所給文字:
-.-.-
觸目驚心,汗顏無地,一則以憂,一則以喜,這是重新校讀舊譯,發現不少誤譯時的真切感覺。舊譯有機會重版,得以修訂一番,到底是一樁幸事。子曰:“聞過則喜”;“有過,勿憚改”。這次改過,只能說在意義內容上盡量減少了誤差,可謂庶幾無過矣,但在韻律形式上仍有許多力不從心之處。
葉芝風格典雅,喜用古奧和含義模糊抽象的詞語。譯文的風格當然反映譯者寫作的措辭習慣,但我在風格上也有意識地向原文平行靠近。細心的讀者也許會發現,我所譯葉芝與所譯其他詩人,例如阿米亥的作品,在風格上是有所不同的。葉芝的句法復雜,但又與韻律體式巧妙地重合一致;譯文首先要把邏輯關系捋順,然后依據漢語的韻律重新安排分行和押韻,的確很難討巧。
-.-.-
資料記錄:
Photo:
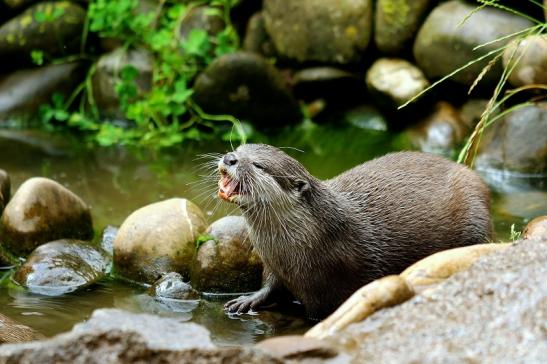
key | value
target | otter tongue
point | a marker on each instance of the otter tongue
(226, 188)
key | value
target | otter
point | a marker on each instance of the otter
(323, 240)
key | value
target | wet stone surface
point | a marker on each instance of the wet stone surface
(61, 267)
(494, 312)
(227, 262)
(158, 238)
(119, 336)
(518, 142)
(172, 286)
(43, 210)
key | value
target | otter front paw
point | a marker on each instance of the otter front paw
(243, 304)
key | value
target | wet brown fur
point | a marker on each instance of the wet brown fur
(326, 239)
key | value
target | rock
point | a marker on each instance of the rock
(441, 132)
(319, 30)
(55, 27)
(107, 239)
(381, 293)
(437, 267)
(172, 286)
(108, 75)
(443, 44)
(536, 229)
(62, 266)
(226, 262)
(517, 142)
(365, 117)
(530, 56)
(43, 210)
(23, 92)
(395, 81)
(5, 189)
(256, 37)
(330, 83)
(248, 87)
(115, 336)
(18, 4)
(493, 312)
(295, 347)
(202, 17)
(158, 238)
(471, 112)
(7, 259)
(14, 332)
(396, 23)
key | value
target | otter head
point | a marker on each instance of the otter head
(259, 174)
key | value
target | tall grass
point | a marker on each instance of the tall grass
(501, 93)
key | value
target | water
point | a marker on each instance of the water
(115, 182)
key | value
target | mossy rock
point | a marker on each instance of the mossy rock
(446, 42)
(62, 266)
(247, 86)
(319, 30)
(54, 27)
(42, 210)
(227, 262)
(157, 239)
(397, 22)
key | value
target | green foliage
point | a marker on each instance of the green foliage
(165, 115)
(37, 57)
(202, 239)
(515, 235)
(499, 98)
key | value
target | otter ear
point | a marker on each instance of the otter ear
(302, 186)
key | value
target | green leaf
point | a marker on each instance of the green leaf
(37, 57)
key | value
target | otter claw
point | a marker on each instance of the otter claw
(242, 304)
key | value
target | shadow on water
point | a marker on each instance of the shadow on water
(117, 181)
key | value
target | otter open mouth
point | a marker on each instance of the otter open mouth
(228, 189)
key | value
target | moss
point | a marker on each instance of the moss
(202, 239)
(395, 12)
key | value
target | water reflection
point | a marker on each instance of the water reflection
(115, 182)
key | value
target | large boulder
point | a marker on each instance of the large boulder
(529, 56)
(441, 132)
(226, 261)
(256, 38)
(446, 42)
(319, 30)
(42, 210)
(108, 74)
(24, 91)
(116, 336)
(5, 189)
(493, 312)
(396, 23)
(62, 266)
(247, 86)
(518, 142)
(158, 238)
(55, 27)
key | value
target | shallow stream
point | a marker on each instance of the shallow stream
(115, 182)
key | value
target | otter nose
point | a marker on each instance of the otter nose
(230, 159)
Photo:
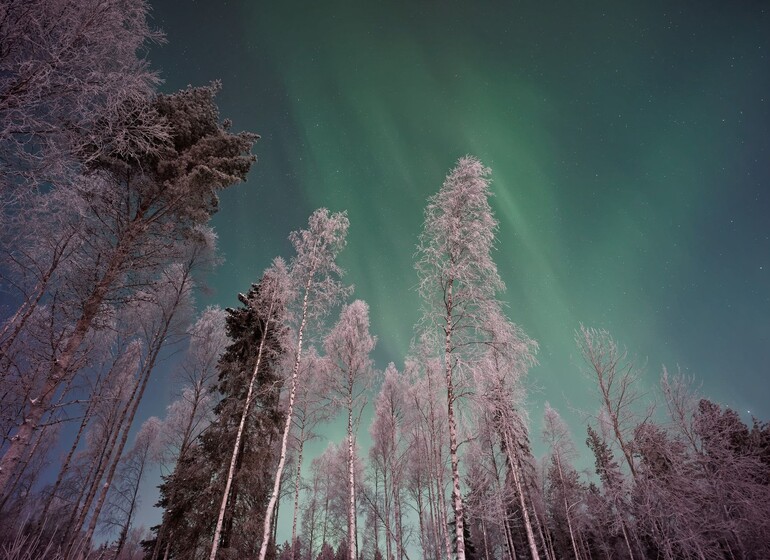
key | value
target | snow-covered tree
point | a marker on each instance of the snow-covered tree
(350, 371)
(317, 288)
(459, 283)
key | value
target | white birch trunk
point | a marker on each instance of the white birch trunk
(287, 427)
(352, 541)
(457, 500)
(237, 446)
(520, 491)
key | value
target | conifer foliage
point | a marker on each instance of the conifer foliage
(107, 190)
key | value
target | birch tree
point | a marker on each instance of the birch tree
(458, 282)
(268, 305)
(350, 371)
(312, 407)
(74, 83)
(562, 453)
(138, 210)
(190, 414)
(316, 278)
(388, 455)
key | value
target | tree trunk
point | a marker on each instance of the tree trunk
(456, 496)
(237, 446)
(287, 425)
(152, 355)
(65, 464)
(566, 506)
(60, 368)
(513, 465)
(296, 495)
(127, 526)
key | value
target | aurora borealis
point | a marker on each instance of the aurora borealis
(628, 142)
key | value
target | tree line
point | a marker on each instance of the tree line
(108, 187)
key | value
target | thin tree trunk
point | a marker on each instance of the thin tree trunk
(153, 352)
(127, 526)
(566, 506)
(287, 426)
(352, 540)
(187, 435)
(386, 507)
(60, 368)
(514, 468)
(66, 463)
(237, 446)
(296, 495)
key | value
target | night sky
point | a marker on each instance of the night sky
(628, 142)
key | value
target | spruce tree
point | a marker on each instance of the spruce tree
(191, 496)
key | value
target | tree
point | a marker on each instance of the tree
(140, 209)
(190, 414)
(124, 497)
(563, 452)
(192, 496)
(388, 455)
(317, 287)
(458, 282)
(350, 370)
(617, 381)
(268, 304)
(311, 409)
(73, 87)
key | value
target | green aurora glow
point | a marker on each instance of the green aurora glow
(628, 143)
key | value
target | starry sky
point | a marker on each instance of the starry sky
(628, 142)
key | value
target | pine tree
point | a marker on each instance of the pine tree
(192, 495)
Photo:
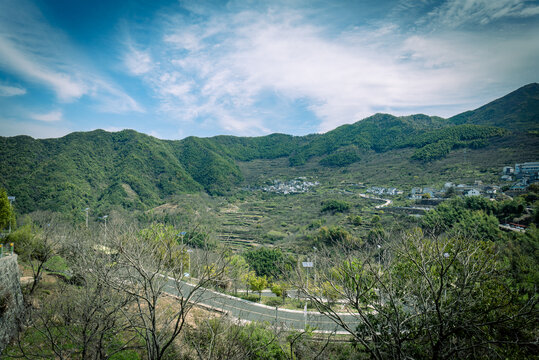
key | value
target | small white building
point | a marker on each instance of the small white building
(508, 170)
(472, 192)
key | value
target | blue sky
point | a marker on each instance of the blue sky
(173, 69)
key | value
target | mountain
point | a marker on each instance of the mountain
(517, 111)
(136, 171)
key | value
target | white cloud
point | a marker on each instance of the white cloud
(138, 62)
(12, 127)
(454, 13)
(52, 116)
(7, 90)
(218, 71)
(41, 54)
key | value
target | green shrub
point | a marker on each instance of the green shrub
(335, 206)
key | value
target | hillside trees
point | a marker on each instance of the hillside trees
(122, 291)
(7, 216)
(435, 298)
(268, 262)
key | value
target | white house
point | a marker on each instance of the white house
(472, 192)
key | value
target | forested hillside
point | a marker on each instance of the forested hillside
(133, 170)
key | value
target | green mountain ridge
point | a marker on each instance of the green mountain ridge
(132, 170)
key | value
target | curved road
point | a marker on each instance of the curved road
(249, 311)
(387, 201)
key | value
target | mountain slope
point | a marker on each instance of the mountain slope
(132, 170)
(517, 111)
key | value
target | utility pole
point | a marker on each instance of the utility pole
(104, 217)
(11, 199)
(86, 216)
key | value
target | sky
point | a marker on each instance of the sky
(173, 69)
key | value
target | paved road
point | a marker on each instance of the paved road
(246, 310)
(386, 203)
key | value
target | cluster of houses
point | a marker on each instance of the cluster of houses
(524, 174)
(377, 190)
(477, 189)
(295, 186)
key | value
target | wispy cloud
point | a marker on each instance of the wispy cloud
(12, 127)
(52, 116)
(138, 62)
(38, 53)
(7, 90)
(454, 13)
(218, 71)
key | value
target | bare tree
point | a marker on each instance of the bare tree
(82, 316)
(425, 298)
(150, 266)
(40, 243)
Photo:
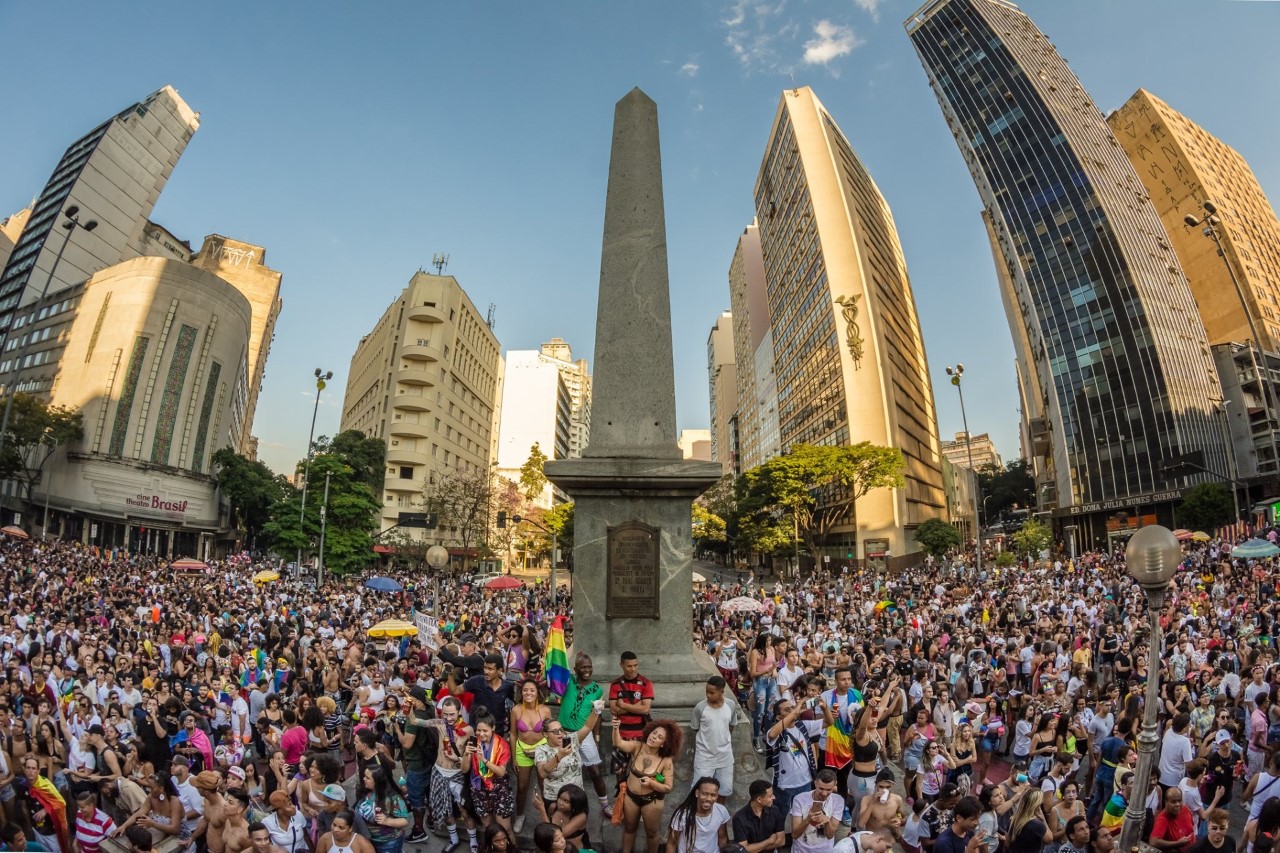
-.-.-
本題任務:
a - 請找出記錄中含有字串“rock”的每一行,並逐行抄錄下來。
b - 接續談葉芝詩歌翻譯的那段文字,從其最後一句之後往下寫。

任務答案:
a -
target | rock
point | a marker on each instance of the rock
target | mossy rock
point | a marker on each instance of the mossy rock

b -
有論者說:翻譯水平的高低,歸根結底決定于譯者的能力大小。誠哉斯言。這能力應該是綜合的,不僅包括兩種語言的知識和訓練,還包括各方面的素養和翻譯實踐經驗。還要有自我批判的能力;能夠自行發現和改正錯誤,就說明自己的綜合能力提高了,用葉芝的話講,起碼是智慧“隨年歲長進”了。此外,還有翻譯方針的作用。譯者是以忠實于原文為第一原則呢,還是不顧原文,而以譯文的華美,甚至超越原文為目的呢?方針指向不同,結果就可能不同。故我在實在無法照顧韻律的時候,決不輕易以辭害義,只好暫時依義譯出而已。
努力后仍達不到要求,只能怪自己功力不濟,除了態度不夠認真,偶有疏忽之外,再無別的借口。
拙譯于1994年由中國工人出版社初版,題為《葉芝抒情詩全集》;1996年重印過一次;2000年由臺灣書林出版公司出版英漢對照的繁體字選本《葉慈詩選》,內容不到前者的三分之一,但經過了一次選擇和修潤。此次全面修訂,保留了“全集”的全部內容(除略去英文目錄之外),對照原文逐首詩做了修改,原譯序有所改動,增補了不少注釋。限于學力和時間,目前質量只能及此,倘再有機會,當再做改進。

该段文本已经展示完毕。